### Passage for review:
--- --- ---
New Snowden documents reveal NSA surveillance against hacking



06/05/2015 2:23 AM




The NSA has been skimming through the Internet-based communications of US residents in an effort to track hackers, according to a new report published from the documents leaked by whistleblower Edward Snowden.
 
The interception has been happening without any court warrants or public notice or debate and was done to monitor cyberattacks which originated outside the US according to an article published by New York Times. The Department of Justice issued memos to NSA, giving them free hand in the operation to look into IP addresses and monitor cyber signature patterns. The surveillance began in 2012 and there were no individual warrants taken under the Foreign Intelligence Surveillance Act, which actually was formatted even before the Internet. The surveillance without warrant was later legalized in 2008.
--- --- ---
### Entries shown:
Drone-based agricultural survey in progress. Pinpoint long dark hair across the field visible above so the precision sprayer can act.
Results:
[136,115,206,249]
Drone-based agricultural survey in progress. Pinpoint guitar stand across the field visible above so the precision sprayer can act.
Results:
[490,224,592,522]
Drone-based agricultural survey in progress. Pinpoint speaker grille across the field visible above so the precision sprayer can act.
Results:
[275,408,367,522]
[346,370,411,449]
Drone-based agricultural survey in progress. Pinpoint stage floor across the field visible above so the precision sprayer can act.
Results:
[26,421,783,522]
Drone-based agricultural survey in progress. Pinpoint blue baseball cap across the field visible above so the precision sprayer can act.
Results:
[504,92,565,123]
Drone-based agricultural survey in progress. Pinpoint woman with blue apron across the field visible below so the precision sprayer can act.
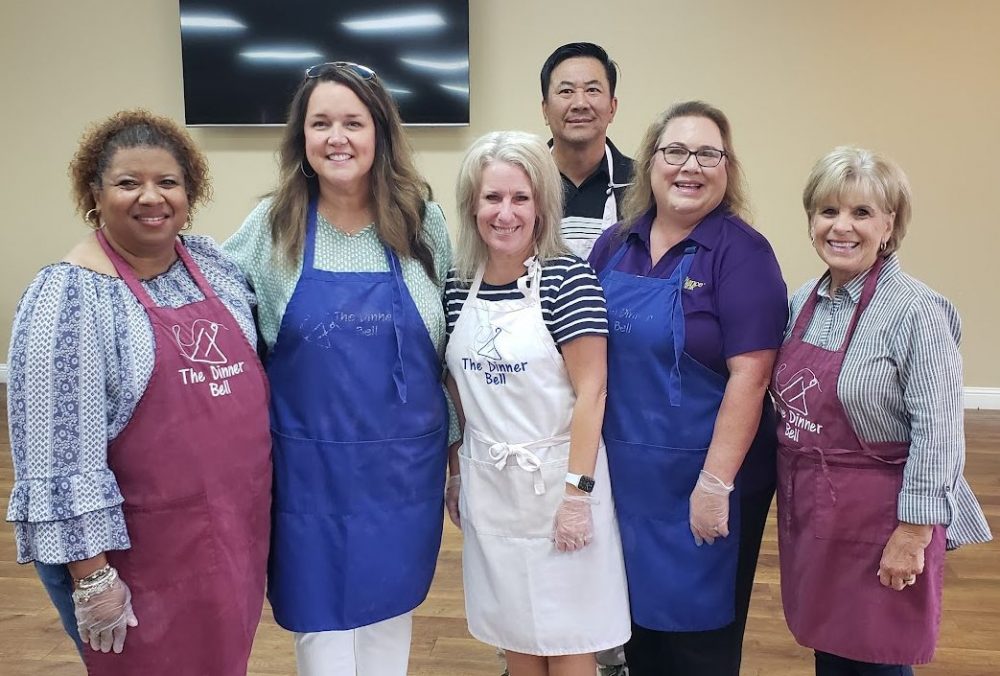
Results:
--- --- ---
### Tasks to complete:
1. In the article on NSA surveillance against hacking, which newspaper published the article that the report cites?
2. Write a continuation of the article on NSA surveillance against hacking, starting after its final sentence.

### Answers to the problems:
1. The New York Times.

2.
Meanwhile, the NSA has released a statement noting that the information was “strictly handled and controlled”. Many US-based companies have been victims of cyber-attacks in the recent past. Anthem, an Insurance provider formerly known as Wellpoint, disclosed a breach that would have affected 78.4 million records. The breach allegedly exposed names, birth dates, Social Security numbers, addresses, phone numbers, email addresses and member IDs, as well as some employee records and income levels. Premera Blue Cross, another insurance company, also announced that bank accounts and clinical data of its users have been breached in an attack that would have affected an estimated 11 million people. Even trusted technology companies like Apple has been hacked, making the threat more pervasive.